Extracted records:

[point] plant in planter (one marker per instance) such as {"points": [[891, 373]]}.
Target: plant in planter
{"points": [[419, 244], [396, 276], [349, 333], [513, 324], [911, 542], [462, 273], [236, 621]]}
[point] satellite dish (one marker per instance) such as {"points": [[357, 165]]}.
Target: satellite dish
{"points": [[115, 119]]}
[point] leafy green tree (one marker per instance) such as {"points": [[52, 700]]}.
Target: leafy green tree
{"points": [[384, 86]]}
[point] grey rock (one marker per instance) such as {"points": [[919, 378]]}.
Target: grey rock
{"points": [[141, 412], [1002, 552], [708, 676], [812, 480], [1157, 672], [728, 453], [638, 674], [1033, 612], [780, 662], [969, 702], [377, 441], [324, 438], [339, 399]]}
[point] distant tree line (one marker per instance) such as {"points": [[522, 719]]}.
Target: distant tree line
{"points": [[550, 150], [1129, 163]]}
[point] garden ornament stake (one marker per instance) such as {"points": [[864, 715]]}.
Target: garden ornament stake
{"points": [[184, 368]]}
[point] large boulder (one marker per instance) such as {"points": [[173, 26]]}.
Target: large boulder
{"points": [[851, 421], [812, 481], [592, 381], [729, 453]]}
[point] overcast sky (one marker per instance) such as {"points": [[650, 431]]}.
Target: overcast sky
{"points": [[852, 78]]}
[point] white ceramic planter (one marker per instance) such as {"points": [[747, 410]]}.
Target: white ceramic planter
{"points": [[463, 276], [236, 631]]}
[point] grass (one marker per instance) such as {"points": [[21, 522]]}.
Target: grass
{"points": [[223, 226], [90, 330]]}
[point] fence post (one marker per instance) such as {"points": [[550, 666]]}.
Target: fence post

Set problem: Please output every record, keeping each line exact.

Written reply:
[point] plant in planter (one marker per instance) such as {"points": [[891, 373]]}.
Target: plant in planter
{"points": [[419, 244], [396, 276], [349, 333], [513, 324], [911, 542], [462, 273], [236, 621]]}
[point] satellite dish (one marker per instance) such as {"points": [[357, 165]]}.
Target: satellite dish
{"points": [[115, 119]]}
[point] leafy green tree (one marker per instance) such as {"points": [[52, 700]]}.
Target: leafy green tree
{"points": [[384, 86]]}
[point] grey rock (one marker per instance) such as {"points": [[919, 378]]}.
Target: grey rock
{"points": [[141, 412], [1002, 552], [708, 676], [812, 480], [1157, 672], [728, 453], [638, 674], [1033, 612], [780, 662], [969, 702], [377, 441], [324, 438], [339, 399]]}
[point] distant tree line (one marker per instance) such as {"points": [[522, 719]]}.
Target: distant tree line
{"points": [[550, 150], [1129, 163]]}
[point] garden ornament stake (one marker per instance) such as {"points": [[864, 715]]}.
Target: garden ornament stake
{"points": [[184, 368]]}
[point] large boulder (one marker per instance) such as {"points": [[173, 26]]}.
Target: large boulder
{"points": [[851, 421], [812, 481], [592, 381], [729, 453]]}
[point] overcast sky (one marker per instance) such as {"points": [[650, 431]]}.
Target: overcast sky
{"points": [[852, 78]]}
[point] white ceramic planter (one marker per instance) such as {"points": [[747, 410]]}.
Target: white ceramic planter
{"points": [[463, 276], [236, 631]]}
[point] grass (one marker per instance) such as {"points": [[21, 522]]}.
Target: grass
{"points": [[223, 226], [90, 330]]}
[point] fence post (one marker per instance) such as {"points": [[550, 666]]}.
Target: fence post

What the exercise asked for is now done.